• Input material:

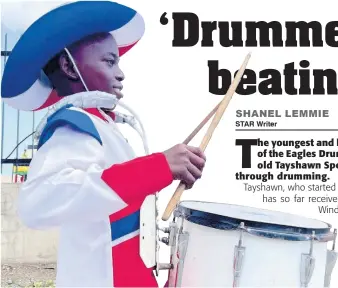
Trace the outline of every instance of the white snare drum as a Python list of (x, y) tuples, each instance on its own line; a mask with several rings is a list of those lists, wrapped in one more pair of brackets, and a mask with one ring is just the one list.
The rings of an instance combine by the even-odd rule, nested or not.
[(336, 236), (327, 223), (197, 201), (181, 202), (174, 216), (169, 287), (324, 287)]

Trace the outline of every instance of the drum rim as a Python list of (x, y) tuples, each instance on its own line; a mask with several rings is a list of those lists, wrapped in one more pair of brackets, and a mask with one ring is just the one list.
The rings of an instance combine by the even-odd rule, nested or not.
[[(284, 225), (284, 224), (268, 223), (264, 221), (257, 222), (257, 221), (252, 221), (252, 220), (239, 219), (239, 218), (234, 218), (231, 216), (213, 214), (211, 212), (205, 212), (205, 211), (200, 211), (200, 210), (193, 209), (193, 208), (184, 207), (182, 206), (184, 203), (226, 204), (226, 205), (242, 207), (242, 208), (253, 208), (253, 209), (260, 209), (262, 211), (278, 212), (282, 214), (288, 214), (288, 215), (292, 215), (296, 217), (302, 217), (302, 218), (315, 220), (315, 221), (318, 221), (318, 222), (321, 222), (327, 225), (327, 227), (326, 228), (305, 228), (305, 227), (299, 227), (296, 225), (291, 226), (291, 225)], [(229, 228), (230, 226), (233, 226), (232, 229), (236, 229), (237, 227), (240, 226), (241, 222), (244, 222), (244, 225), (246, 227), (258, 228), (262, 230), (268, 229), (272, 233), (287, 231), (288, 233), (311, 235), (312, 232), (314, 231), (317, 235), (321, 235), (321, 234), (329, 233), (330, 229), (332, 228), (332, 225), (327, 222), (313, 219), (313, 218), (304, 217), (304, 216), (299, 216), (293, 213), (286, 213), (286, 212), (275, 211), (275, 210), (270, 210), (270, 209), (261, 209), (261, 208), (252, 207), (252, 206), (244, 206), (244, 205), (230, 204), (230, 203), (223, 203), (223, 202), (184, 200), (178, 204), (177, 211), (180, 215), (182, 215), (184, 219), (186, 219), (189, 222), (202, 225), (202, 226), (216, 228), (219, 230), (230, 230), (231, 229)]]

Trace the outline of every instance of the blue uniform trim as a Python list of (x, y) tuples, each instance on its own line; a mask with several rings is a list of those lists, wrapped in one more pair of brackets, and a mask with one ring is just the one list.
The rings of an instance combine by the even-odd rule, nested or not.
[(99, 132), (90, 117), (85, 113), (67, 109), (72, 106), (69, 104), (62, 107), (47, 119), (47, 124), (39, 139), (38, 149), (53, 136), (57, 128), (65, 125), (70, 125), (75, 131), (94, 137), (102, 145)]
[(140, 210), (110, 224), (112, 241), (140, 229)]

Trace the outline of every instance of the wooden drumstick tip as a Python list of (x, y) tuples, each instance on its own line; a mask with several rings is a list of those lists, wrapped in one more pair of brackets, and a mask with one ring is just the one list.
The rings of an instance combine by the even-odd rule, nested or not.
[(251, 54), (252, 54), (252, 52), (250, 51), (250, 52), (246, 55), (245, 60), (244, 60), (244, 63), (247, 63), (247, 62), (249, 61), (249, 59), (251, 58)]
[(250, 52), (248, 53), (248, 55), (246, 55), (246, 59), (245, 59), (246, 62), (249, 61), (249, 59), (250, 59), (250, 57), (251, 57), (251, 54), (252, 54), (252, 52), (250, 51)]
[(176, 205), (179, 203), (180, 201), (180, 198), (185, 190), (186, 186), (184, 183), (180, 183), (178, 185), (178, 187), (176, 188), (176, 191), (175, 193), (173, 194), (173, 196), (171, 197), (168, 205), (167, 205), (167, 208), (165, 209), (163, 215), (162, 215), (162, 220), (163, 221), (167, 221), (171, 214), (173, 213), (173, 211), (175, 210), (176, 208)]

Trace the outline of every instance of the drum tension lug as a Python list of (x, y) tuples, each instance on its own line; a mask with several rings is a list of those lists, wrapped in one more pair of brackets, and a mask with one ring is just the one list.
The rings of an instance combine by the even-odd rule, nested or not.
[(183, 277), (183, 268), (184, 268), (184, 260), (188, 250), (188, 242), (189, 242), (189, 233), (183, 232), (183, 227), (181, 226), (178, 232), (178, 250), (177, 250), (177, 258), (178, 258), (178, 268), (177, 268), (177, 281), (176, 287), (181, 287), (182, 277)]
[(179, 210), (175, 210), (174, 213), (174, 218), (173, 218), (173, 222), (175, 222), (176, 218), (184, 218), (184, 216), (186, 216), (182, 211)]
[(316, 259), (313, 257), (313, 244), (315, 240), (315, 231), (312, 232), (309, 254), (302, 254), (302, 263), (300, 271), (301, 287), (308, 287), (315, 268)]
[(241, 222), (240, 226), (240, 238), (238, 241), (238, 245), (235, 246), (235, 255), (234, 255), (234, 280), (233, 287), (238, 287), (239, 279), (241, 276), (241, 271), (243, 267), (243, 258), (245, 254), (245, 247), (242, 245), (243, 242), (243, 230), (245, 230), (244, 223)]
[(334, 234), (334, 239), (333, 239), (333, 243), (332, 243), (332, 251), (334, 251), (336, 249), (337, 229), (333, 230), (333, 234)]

• Work request: Leaving out the pictures, output each line above exactly as it is.

• Solution:
Trace the outline of every instance of the white snare drum as a Python list of (x, y) tuples, each instance on its own line; a mask with several rings is a list of those lists, wrapped in one more pair of brackets, and a mask with one ring is just the one list.
The rings of an instance combine by the even-odd rule, nested or not.
[(336, 236), (327, 223), (197, 201), (181, 202), (174, 216), (169, 287), (324, 287)]

Trace the outline of every instance of the drum rim as a Python list of (x, y) tuples, each instance on its own line; a mask with several rings is a list of those lists, wrapped in one more pair of brackets, and a mask with one ring is just the one list.
The rings of an instance combine by the even-odd rule, nested or not.
[[(284, 225), (284, 224), (268, 223), (264, 221), (257, 222), (257, 221), (252, 221), (252, 220), (239, 219), (239, 218), (234, 218), (231, 216), (213, 214), (211, 212), (205, 212), (205, 211), (200, 211), (200, 210), (193, 209), (193, 208), (184, 207), (182, 206), (184, 203), (226, 204), (226, 205), (242, 207), (242, 208), (253, 208), (253, 209), (260, 209), (262, 211), (278, 212), (282, 214), (288, 214), (288, 215), (292, 215), (296, 217), (302, 217), (302, 218), (315, 220), (315, 221), (318, 221), (318, 222), (321, 222), (327, 225), (327, 227), (326, 228), (305, 228), (305, 227), (299, 227), (296, 225), (291, 226), (291, 225)], [(229, 228), (230, 226), (233, 226), (232, 229), (236, 229), (237, 227), (240, 226), (241, 222), (244, 222), (244, 225), (246, 227), (258, 228), (262, 230), (268, 229), (272, 233), (287, 231), (288, 233), (311, 235), (312, 232), (314, 231), (317, 235), (321, 235), (321, 234), (329, 233), (330, 229), (332, 228), (332, 225), (327, 222), (313, 219), (313, 218), (304, 217), (304, 216), (299, 216), (293, 213), (286, 213), (286, 212), (275, 211), (275, 210), (270, 210), (270, 209), (261, 209), (261, 208), (252, 207), (252, 206), (244, 206), (244, 205), (230, 204), (230, 203), (223, 203), (223, 202), (184, 200), (178, 204), (177, 211), (180, 215), (182, 215), (184, 219), (186, 219), (189, 222), (202, 225), (202, 226), (216, 228), (219, 230), (230, 230), (231, 229)]]

Trace the outline of every instance of the blue uniform trim as a Python list of (x, y) tuples, each instance on its own line; a mask with several rings is a list of those lists, wrapped in one more pair of brackets, and a mask with one ring is just the one list.
The rings of an instance combine by the even-odd rule, nested or not.
[(99, 132), (90, 117), (85, 113), (67, 109), (72, 106), (69, 104), (62, 107), (47, 119), (47, 124), (39, 139), (38, 149), (53, 136), (57, 128), (65, 125), (70, 125), (75, 131), (94, 137), (102, 145)]
[(140, 210), (110, 224), (112, 241), (140, 229)]

Trace the outline of every instance of the wooden drumstick tip as a Python list of (x, y) tuples, each instance on its own line; a mask with several rings is a list of those lists, wrapped in one more pair of brackets, and a mask with one ring is just the one list.
The rings of an instance combine by the even-odd rule, nested or not.
[(251, 54), (252, 54), (252, 52), (250, 51), (250, 52), (246, 55), (245, 60), (244, 60), (244, 63), (247, 63), (247, 62), (249, 61), (249, 59), (251, 58)]
[(250, 52), (248, 53), (248, 55), (246, 55), (246, 59), (245, 59), (246, 62), (249, 61), (249, 59), (250, 59), (250, 57), (251, 57), (251, 54), (252, 54), (252, 52), (250, 51)]
[(176, 205), (179, 203), (180, 201), (180, 198), (185, 190), (186, 186), (184, 183), (180, 183), (178, 185), (178, 187), (176, 188), (176, 191), (175, 193), (173, 194), (173, 196), (171, 197), (168, 205), (167, 205), (167, 208), (165, 209), (163, 215), (162, 215), (162, 220), (163, 221), (167, 221), (171, 214), (173, 213), (173, 211), (175, 210), (176, 208)]

Trace the outline of every instance of the drum tension lug as a Python list of (x, y) tuples, each instance on its own line; a mask with several rings is a list of those lists, wrapped in one more pair of brackets, and a mask with one ring is just the one list.
The rings of an instance combine by the even-odd rule, nested or not.
[(183, 277), (183, 268), (184, 268), (184, 260), (188, 250), (188, 242), (189, 242), (189, 233), (183, 232), (183, 227), (181, 226), (178, 232), (178, 250), (177, 250), (177, 258), (178, 258), (178, 268), (177, 268), (177, 281), (176, 287), (181, 287), (182, 277)]
[(179, 210), (175, 210), (174, 213), (174, 218), (173, 218), (173, 222), (175, 222), (176, 218), (184, 218), (184, 216), (186, 216), (182, 211)]
[(316, 259), (313, 257), (313, 244), (315, 240), (315, 231), (312, 232), (309, 254), (302, 254), (302, 263), (300, 271), (301, 287), (308, 287), (315, 268)]
[(241, 222), (240, 226), (240, 238), (238, 241), (238, 245), (235, 246), (235, 255), (234, 255), (234, 280), (233, 287), (238, 287), (239, 279), (241, 276), (241, 271), (243, 267), (243, 258), (245, 254), (245, 247), (242, 245), (243, 242), (243, 230), (245, 230), (244, 223)]
[(334, 234), (334, 239), (333, 239), (333, 243), (332, 243), (332, 251), (334, 251), (336, 249), (337, 229), (333, 230), (333, 234)]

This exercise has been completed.